Required work: Each line from the one containing "of the ornate" through the end of the data below is to be output verbatim, with no lines added or left out.

- - - - -

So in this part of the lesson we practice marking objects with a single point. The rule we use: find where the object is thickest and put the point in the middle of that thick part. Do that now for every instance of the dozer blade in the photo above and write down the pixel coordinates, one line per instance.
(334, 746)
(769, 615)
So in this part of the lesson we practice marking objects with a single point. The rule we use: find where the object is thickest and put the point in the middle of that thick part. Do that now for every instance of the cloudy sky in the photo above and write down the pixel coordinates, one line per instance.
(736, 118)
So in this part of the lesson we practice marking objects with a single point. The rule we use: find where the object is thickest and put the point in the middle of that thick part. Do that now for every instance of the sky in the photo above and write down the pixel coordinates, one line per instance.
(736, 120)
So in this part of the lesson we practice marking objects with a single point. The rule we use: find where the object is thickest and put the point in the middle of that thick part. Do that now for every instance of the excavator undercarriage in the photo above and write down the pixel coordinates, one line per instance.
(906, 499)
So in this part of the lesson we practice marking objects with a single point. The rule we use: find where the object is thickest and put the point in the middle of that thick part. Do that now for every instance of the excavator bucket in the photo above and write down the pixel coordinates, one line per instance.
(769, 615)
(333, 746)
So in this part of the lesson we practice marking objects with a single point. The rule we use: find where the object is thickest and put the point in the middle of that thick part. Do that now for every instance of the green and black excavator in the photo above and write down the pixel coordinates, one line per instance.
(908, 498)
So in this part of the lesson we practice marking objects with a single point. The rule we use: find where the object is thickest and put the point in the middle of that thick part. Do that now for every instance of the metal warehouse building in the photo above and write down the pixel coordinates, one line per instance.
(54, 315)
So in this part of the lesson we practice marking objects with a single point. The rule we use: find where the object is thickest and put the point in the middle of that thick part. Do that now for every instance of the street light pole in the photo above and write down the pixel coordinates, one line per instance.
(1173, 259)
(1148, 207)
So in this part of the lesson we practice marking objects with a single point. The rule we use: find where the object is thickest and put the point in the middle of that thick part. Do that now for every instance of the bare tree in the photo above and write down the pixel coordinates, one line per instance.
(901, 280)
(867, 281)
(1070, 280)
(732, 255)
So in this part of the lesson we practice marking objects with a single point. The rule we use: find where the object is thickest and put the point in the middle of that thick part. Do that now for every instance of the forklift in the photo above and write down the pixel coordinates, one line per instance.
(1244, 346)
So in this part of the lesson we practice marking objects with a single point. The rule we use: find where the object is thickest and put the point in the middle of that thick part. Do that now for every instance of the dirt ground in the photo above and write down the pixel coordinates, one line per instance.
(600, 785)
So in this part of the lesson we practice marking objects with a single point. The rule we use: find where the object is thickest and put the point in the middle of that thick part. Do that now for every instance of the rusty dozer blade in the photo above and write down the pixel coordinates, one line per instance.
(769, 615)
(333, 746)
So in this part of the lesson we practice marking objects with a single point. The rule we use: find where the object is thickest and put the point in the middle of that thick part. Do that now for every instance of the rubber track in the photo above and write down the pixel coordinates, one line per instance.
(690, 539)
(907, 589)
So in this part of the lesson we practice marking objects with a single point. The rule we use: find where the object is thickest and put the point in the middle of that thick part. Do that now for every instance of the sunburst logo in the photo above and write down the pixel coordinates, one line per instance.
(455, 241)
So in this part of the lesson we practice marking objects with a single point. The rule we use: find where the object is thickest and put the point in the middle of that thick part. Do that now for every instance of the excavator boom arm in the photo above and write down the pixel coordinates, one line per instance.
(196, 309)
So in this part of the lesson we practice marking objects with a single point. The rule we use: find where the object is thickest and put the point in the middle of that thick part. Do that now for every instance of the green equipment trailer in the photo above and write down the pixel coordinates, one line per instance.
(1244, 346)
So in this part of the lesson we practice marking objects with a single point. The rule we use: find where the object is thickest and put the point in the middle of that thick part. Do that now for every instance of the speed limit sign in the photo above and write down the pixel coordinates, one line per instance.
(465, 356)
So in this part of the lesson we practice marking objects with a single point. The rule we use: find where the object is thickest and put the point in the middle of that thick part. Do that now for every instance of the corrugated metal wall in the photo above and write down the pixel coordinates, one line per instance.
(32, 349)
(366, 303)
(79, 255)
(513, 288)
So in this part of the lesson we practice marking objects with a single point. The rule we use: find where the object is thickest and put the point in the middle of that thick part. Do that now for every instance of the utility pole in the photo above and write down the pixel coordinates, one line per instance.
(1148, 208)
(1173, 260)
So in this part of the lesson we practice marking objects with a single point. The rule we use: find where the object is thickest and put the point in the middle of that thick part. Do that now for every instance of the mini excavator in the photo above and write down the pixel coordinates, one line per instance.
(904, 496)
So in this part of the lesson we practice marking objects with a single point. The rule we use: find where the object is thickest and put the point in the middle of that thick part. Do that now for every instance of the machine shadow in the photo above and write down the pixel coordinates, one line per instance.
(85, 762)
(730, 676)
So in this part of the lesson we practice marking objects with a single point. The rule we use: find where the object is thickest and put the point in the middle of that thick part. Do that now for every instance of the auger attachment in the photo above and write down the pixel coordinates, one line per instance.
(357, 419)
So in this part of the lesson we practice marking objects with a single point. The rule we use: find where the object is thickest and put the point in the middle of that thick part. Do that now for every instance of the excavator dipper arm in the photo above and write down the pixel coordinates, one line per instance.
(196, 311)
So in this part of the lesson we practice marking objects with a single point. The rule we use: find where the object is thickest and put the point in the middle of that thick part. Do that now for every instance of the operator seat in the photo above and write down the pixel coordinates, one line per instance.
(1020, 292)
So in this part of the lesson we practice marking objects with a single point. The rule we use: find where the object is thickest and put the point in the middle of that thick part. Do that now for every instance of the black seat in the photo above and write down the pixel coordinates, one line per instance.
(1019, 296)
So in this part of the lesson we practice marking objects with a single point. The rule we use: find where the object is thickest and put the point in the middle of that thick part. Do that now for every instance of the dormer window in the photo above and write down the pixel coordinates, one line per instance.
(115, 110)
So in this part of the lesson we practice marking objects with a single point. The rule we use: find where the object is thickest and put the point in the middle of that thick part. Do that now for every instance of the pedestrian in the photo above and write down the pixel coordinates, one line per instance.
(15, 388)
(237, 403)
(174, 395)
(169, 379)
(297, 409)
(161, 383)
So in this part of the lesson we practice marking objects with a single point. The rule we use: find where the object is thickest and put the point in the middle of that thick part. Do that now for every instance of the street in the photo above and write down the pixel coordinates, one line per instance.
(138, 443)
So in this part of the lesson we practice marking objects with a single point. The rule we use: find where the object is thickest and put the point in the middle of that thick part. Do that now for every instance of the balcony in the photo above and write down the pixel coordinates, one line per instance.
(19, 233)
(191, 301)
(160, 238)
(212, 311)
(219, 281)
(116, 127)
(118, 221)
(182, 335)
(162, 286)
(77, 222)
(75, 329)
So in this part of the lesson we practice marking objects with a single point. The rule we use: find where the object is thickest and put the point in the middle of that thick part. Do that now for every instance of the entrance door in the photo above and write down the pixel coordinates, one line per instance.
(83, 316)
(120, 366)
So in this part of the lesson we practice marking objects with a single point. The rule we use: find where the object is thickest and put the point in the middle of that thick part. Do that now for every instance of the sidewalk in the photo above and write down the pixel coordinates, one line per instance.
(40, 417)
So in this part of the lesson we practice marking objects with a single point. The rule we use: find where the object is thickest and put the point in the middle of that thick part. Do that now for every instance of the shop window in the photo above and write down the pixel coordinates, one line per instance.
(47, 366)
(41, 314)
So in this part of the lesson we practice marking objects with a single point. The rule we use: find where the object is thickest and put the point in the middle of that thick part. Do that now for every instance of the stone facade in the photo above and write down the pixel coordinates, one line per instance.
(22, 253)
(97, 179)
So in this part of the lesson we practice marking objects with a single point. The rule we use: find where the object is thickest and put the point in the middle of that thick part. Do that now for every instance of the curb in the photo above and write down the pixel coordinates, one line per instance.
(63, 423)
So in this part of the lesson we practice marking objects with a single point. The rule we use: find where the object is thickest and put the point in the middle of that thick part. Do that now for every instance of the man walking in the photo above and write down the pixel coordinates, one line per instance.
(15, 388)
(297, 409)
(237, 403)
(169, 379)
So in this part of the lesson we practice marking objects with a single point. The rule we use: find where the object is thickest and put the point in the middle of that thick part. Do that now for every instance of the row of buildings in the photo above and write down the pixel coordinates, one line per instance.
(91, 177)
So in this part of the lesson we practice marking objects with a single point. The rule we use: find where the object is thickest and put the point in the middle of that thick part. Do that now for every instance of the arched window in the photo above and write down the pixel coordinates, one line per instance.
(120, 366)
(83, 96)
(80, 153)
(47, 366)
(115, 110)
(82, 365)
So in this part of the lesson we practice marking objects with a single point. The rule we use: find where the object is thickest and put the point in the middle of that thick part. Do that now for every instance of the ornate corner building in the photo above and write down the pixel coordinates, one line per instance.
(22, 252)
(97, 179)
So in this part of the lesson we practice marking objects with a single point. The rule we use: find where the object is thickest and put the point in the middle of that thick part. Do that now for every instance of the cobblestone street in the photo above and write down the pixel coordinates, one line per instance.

- - - - -

Result of the task:
So in this part of the lesson we practice marking objects with a single point. The rule we use: find where the object is thickest and put the point in the middle of that thick part. Do that now for every instance of the ornate corner building in the photo above and write down the pixel coordinates, one line per instance.
(22, 252)
(97, 179)
So in this part of the lesson we practice marking objects with a single point. The rule we use: find where the object is thickest and put the point in the middle of that thick part. Do that now for every instance of the cobblestone street in the photo above and write down the pixel coordinates, one line per instance.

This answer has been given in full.